Description of the task: Send back every line of the data exactly.

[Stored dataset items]
★ ★ ★ ★ ★ ★ ★

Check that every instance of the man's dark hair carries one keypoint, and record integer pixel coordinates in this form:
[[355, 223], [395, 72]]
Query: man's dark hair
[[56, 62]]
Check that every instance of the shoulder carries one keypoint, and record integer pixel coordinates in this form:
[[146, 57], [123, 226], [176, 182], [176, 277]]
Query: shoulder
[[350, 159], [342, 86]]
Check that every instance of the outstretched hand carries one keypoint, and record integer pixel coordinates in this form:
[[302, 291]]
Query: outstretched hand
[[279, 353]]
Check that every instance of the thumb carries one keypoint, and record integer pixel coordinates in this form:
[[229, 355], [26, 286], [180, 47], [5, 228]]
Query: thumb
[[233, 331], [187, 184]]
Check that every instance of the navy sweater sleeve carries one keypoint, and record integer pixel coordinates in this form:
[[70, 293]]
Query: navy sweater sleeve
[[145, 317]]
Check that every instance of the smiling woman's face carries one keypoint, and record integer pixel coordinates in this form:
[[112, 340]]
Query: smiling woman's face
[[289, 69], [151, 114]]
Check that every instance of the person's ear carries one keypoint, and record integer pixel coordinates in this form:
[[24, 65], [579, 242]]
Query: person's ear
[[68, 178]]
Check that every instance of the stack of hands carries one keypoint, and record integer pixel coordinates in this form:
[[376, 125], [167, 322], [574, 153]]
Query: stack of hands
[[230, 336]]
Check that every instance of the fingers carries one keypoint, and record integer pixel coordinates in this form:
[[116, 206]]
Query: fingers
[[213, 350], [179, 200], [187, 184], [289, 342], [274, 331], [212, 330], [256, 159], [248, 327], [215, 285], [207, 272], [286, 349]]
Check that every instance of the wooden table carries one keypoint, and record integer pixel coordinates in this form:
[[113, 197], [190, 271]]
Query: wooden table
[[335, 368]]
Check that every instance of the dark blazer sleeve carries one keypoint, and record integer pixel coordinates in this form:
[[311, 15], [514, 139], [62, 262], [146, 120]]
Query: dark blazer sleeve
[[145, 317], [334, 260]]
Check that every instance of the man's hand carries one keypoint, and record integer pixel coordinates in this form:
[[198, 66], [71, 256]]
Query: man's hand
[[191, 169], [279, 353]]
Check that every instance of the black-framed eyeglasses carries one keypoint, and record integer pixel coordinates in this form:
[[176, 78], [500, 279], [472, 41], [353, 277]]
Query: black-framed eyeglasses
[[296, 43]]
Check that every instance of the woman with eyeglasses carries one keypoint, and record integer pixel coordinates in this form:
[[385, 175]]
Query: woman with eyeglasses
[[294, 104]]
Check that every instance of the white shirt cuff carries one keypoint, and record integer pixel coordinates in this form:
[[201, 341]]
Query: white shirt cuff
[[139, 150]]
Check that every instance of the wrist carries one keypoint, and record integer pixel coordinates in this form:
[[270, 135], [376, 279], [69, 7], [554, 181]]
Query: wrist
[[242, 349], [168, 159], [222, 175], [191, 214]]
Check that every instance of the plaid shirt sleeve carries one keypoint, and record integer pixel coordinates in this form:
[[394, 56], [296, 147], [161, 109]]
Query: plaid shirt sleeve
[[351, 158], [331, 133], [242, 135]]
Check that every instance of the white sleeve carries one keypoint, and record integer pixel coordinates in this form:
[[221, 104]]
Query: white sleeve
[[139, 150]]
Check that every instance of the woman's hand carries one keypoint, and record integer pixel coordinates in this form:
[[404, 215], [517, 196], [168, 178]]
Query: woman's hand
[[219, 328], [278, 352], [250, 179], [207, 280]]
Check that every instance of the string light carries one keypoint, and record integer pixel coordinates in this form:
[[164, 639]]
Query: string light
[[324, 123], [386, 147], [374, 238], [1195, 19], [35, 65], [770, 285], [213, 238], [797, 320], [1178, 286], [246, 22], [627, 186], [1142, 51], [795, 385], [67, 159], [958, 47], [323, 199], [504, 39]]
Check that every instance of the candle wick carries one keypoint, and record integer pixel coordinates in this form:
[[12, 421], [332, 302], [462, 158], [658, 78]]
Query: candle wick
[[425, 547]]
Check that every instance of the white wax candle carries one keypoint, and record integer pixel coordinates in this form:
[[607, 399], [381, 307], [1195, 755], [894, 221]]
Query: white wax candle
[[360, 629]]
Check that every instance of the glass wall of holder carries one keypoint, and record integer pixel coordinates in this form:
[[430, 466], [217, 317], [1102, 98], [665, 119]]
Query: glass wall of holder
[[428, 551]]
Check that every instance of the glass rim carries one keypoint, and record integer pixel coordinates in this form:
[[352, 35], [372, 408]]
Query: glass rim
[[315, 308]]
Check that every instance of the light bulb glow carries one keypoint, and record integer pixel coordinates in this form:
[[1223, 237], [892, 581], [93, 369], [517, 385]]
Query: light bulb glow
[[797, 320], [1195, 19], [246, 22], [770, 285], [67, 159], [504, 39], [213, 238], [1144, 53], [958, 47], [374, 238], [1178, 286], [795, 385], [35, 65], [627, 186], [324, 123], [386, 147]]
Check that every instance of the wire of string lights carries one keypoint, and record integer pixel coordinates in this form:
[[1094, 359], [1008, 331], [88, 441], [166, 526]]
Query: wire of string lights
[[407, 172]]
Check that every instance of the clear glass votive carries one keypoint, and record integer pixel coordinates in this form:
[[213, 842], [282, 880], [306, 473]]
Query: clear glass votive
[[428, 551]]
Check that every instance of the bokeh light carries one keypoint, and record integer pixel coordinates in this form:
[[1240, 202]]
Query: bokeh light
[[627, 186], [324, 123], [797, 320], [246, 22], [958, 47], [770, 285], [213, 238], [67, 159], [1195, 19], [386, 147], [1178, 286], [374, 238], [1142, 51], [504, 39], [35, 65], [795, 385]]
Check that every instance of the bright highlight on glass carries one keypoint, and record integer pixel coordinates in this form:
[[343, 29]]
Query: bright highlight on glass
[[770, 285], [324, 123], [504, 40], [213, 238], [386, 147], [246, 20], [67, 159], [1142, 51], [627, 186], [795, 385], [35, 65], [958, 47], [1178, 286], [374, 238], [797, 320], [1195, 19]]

★ ★ ★ ★ ★ ★ ★

Reply:
Check that every instance of the man's dark hair carries one keypoint, and record integer pixel coordinates in this form:
[[355, 223], [395, 72]]
Query: man's dark hair
[[56, 62]]
Check that every instance of the shoulder carries one keypoint, and record integer pixel coordinates in this form:
[[146, 57], [123, 226], [176, 182], [176, 277]]
Query: shoulder
[[350, 159], [342, 86]]
Check that every instance of the outstretched hand carries one keypoint, and record integer pixel coordinates in this form:
[[302, 291]]
Query: outstretched hand
[[279, 353]]
Check that every instance of the thumb carries one keypoint, and record integer pixel coordinates in this form:
[[229, 355], [26, 286], [180, 47], [5, 228]]
Query: thumb
[[233, 331], [187, 184]]
Check that every instance of the navy sweater sleeve carries one keypoint, and record integer pixel coordinates in this form:
[[70, 293]]
Query: navy sweater sleeve
[[145, 317]]
Check that every instance of the smiling woman's face carries one keypoint, and record integer pixel coordinates in this form:
[[112, 340]]
Query: smiling woman's face
[[289, 69], [151, 114]]
Check that every instance of the person's ear carries one keypoint, and record integer pixel coordinates in this form:
[[24, 65], [579, 242]]
Query: person's ear
[[68, 178]]
Check that every instance of the stack of hands carries one keypoint, and record integer pixel coordinates in this form:
[[376, 125], [167, 322], [574, 153]]
Query: stack of hands
[[230, 336]]
Check that every instance of the fingers carries one keypoint, and record integer pixel coordinates in this form:
[[116, 206]]
Query: fingers
[[213, 350], [179, 200], [187, 184], [289, 342], [274, 331], [212, 330], [256, 159], [248, 327], [215, 285], [207, 272], [286, 349]]
Check that every instance of the wooden table carries one keypoint, and record integer pixel coordinates in this form:
[[113, 197], [190, 271]]
Query: wooden table
[[335, 368]]
Check that every instance of the dark blazer sleeve carries one keypoint, and record integer pixel coordinates in this form:
[[311, 15], [514, 139], [62, 262], [146, 120]]
Query: dark blazer sleeve
[[145, 317], [334, 260]]
Check that every instance of the man's hand carries one keypoint, and record integer pixel coordinates in this form:
[[198, 66], [71, 256]]
Query: man's hand
[[191, 169], [279, 353]]
Check that every instance of the black-framed eyeglasses carries one keypoint, and record integer pixel coordinates in this form:
[[176, 78], [500, 279], [472, 41], [353, 277]]
Query: black-framed eyeglasses
[[296, 43]]
Check that every instance of the woman with eyeglasses carries one keypoint, and record integer pixel coordinates in this form:
[[385, 175]]
Query: woman with eyeglasses
[[294, 104]]
Check that every instance of the white shirt cuff carries one keypoint, and record integer pixel coordinates in this form:
[[201, 341]]
Query: white shirt cuff
[[139, 150]]
Check that every instance of the wrist carries one keypoint, and record integer pixel coordinates in this form:
[[270, 135], [376, 279], [69, 7], [554, 181]]
Query: wrist
[[242, 349], [168, 159], [222, 175], [191, 214]]
Check that every instance of the plaid shirt sleeve carries one keypoint, and record integer pixel coordinates in this form:
[[394, 56], [296, 147], [161, 109]]
Query: plaid shirt sleeve
[[351, 158], [331, 133], [242, 135]]
Check that every instance of the white sleeve carries one keypoint, and record integer pixel coordinates in this form:
[[221, 104]]
Query: white sleeve
[[139, 150]]
Check that every instance of the woman's hand carries one keypoint, and record integer pixel coordinates in this form:
[[404, 215], [517, 196], [168, 178]]
Query: woman's hand
[[219, 328], [278, 352], [250, 179], [207, 280]]
Check that every instance of the string light carries one keypoint, and record integer pixel coordinates in this form:
[[164, 639]]
Query: string light
[[324, 123], [386, 147], [374, 238], [1195, 19], [35, 65], [770, 285], [213, 238], [797, 320], [1178, 286], [246, 22], [627, 186], [1142, 51], [795, 385], [67, 159], [958, 47], [323, 199], [504, 39]]
Check that every instance of the candle wick carries one keypoint, and record integer pixel coordinates in this form:
[[12, 421], [332, 302], [462, 158], [658, 78]]
Query: candle wick
[[425, 547]]
Check that every instance of the white wax candle carries one keypoint, and record integer pixel coordinates in this form:
[[607, 399], [381, 307], [1195, 755], [894, 221]]
Query: white wax candle
[[360, 629]]
Check that every instance of the glass wall of holder carries one keypoint, and record integer pixel coordinates in this form:
[[430, 466], [217, 317], [1102, 98], [665, 119]]
Query: glass wall of holder
[[428, 551]]
Check that every instance of the glass rim carries one keypoint, and record integer pixel coordinates in this form:
[[352, 35], [372, 408]]
Query: glass rim
[[315, 308]]
Check that every instance of the light bulb glow carries one keypoint, and record integer pixel coordinates in this form:
[[1223, 237], [892, 581], [93, 369], [517, 385]]
Query: light bulb glow
[[797, 320], [1195, 19], [246, 22], [770, 285], [67, 159], [504, 39], [213, 238], [1144, 53], [958, 47], [374, 238], [1178, 286], [795, 385], [35, 65], [627, 186], [324, 123], [386, 147]]
Check that every instance of the wire of string lights carries one keypoint, and record integer pixel coordinates in this form:
[[1094, 359], [1008, 331], [88, 441], [166, 526]]
Query: wire of string lights
[[407, 172]]
Check that every instance of the clear glass votive carries one keypoint, and record integer pixel coordinates in this form:
[[213, 842], [282, 880], [306, 473]]
Query: clear glass votive
[[428, 551]]
Check that every instance of the bokeh light carries one keypoint, and record integer pixel coordinates in this form:
[[1240, 202]]
Query: bokeh light
[[627, 186], [324, 123], [797, 320], [246, 22], [958, 47], [770, 285], [213, 238], [67, 159], [1195, 19], [386, 147], [1178, 286], [374, 238], [1142, 51], [504, 39], [35, 65], [795, 385]]
Check that every instance of the bright highlight on glass carries one keypoint, and record integer pixel coordinates in this form:
[[343, 29]]
Query: bright highlight on glass
[[770, 285], [324, 123], [504, 40], [213, 238], [386, 147], [246, 20], [67, 159], [1142, 51], [627, 186], [795, 385], [35, 65], [958, 47], [1178, 286], [374, 238], [797, 320], [1195, 19]]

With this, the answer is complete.